The task —
Please pick up the forum thread below on dragging images out of Lightroom, and continue it from its last sentence.

Supplied passage —
I'd even argue that dragging and dropping is often faster than having to drill through the Media Browser to find the image you want.


----------



## Gnits (Jul 21, 2016)

There are nearly more questions here than answers.....  for example.
Did you import all the images from two photographers into a single catalog.
Have you processed the images on two different machines and trying to merge them into a folder using the O/S.

Within Lr there are many many ways to solve your problem.  The easiest might be something like this.

Create a folder for the project (eg. My Project123).
Within MyProject123 create subfolders for each Photographer  ..eg AdamsPhotos and EvesPhotos
Copy the respective photos from each photographer into the respective folders.
Import both folders to Lr.
Create a collection which includes both folders.
Sort the collection in Capture time sequence.

If you are trying to merge images within the O/S (maybe on a different machine) then export the images from Lr with the files renamed using a template such as YYMMDD_HHMMSS_Filename.



You should get something like this......

You can easily sort this within your o/s. The original file name is retained.


 

The first option is far more efficient.

There are also lots of other ways solve this problem.


----------



## Dinky (Jul 23, 2016)

Conrad Chavez said:


> What is true is that Lightroom doesn't support the direct interface of the Mac Media Browser. But Lightroom fully supports Mac drag and drop, which is also a direct interface. If I want to use a Lightroom image in Apple Keynote, I can drag it out of the Lightroom Grid view and drop it directly into a Keynote presentation window, with no export step needed.



Technically speaking this is correct, however you seem to forget you will then have the *unedited, original image*.


----------



## Johan Elzenga (Jul 23, 2016)

Dinky said:


> Technically speaking this is correct, however you seem to forget you will then have the *unedited, original image*.



I don't think so. The original image is often a raw file, so it will definitely not be the original image. Just like with Aperture, you drag and drop the jpeg preview. So just like with Aperture or the Mac Media Browser, it is the edited result.


----------



## rob211 (Jul 24, 2016)

JohanElzenga said:


> I don't think so. The original image is often a raw file, so it will definitely not be the original image. Just like with Aperture, you drag and drop the jpeg preview. So just like with Aperture or the Mac Media Browser, it is the edited result.



It's a COPY of the original image that gets dragged and dropped from Lr to the Mac Finder. So P1234.NEF in Lr at Pictures/2016 gets copied to say ~/Desktop/P1234.NEF. It's not a solution unless you want a copy as if you used "show in Finder" in Lr and then did a command-D copy of the file you found there.

If there's a way to get the edited image (say a crop or BW or whatever) out by drag and drop I'd love to know how to do it. (BTW if you write metadata to file and do the drag and drop on a DNG AND open that DNG in an Adobe aware application that can deal with Lr edits then yeah, it would show the edits. But only those applications.)

Information supplied —

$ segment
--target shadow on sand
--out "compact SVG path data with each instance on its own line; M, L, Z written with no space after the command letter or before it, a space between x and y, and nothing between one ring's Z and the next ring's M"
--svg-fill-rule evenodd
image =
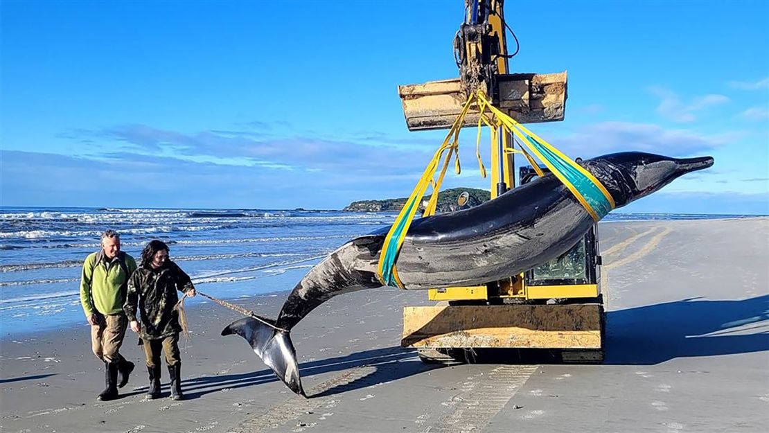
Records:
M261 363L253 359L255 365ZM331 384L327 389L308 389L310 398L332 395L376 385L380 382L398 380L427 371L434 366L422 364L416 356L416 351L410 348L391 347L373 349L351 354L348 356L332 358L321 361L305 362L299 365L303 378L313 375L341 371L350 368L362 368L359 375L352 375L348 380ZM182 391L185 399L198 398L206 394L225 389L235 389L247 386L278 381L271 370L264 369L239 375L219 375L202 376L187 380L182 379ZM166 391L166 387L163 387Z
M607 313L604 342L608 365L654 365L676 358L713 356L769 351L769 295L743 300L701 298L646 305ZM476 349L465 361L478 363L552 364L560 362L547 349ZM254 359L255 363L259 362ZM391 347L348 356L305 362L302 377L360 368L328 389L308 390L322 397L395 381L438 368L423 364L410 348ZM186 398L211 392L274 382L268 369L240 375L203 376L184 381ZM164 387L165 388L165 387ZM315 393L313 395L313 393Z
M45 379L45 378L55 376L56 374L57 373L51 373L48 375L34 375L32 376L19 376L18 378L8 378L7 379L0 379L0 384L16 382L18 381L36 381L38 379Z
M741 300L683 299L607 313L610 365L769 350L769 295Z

Output —
But for purposes of the original question, the exif date if changed by LR and written to file WOULD be accessible by most any photo application, since exif (and IPTC) is pretty universal, unlike say Lr image adjustments. And there are some Mac applications that can use the iMedia framework to browse inside an Lr catalog just like one could do with Apple's media browser in Aperture or Photos. Examples are Fotomagico (slide shows) or HoudahGeo (geolocation).


----------



## Johan Elzenga (Jul 24, 2016)

H'm, you're right. That is unexpected. I would have sworn it was the preview, but it isn't. At least not anymore (perhaps this is what happened in earlier versions).


----------



## rob211 (Jul 24, 2016)

JohanElzenga said:


> H'm, you're right. That is unexpected. I would have sworn it was the preview, but it isn't. At least not anymore (perhaps this is what happened in earlier versions).


It's been a pain for me since I switched from Aperture, so probably back as far as Lr 3.

I've tried to hack the framework so that I could use it in other applications (it used to run as a standalone as iMedia Browser or something) and only had limited success.  At least that would allow Finder access, if not drag and drop. It's a weakness of Lr on the Mac for sure.


----------



## PhotoTIB (Aug 9, 2016)

When LR is making updates to your files by saving tags back to the EXIF metadata, it has no right to claim the file was "created" on the date it made those changes. It should only be changing the modification date. I like being able to look at my original files in the Finder and know when they were originally taken or "created". My workaround to getting this info back after LR changes it is to run the files through File Multi Tool 5. Among the many things it will allow you to do to what I'll call the Finder metadata, including setting an arbitrary creation and modification date of your choosing, it will also copy EXIF timestamp data to the file creation date. It's a simple matter of dragging the files into it's window, picking what action you want File Multi Tool to perform and letting it batch process the files. It will allow you to batch process Files, Folders and/or Subfolders and their contents. Its super fast and so far, works great for me. As far as I know, it's only available for Mac OS.


----------



## Conrad Chavez (Aug 17, 2016)

Dinky said:


> Technically speaking this is correct, however you seem to forget you will then have the *unedited, original image*.


That is true. I forgot to mention that when I edit images in Lightroom for other applications, I usually have an Export preset configured for that other application and that preset has "Add to this catalog" selected. As I work through edits, as long as I know the correct Export preset was already chosen, I just press the keyboard shortcut for Export and I know that the current image is exported into the correct non-raw format and is also now in the catalog. At that point I can just drag it over to the other application.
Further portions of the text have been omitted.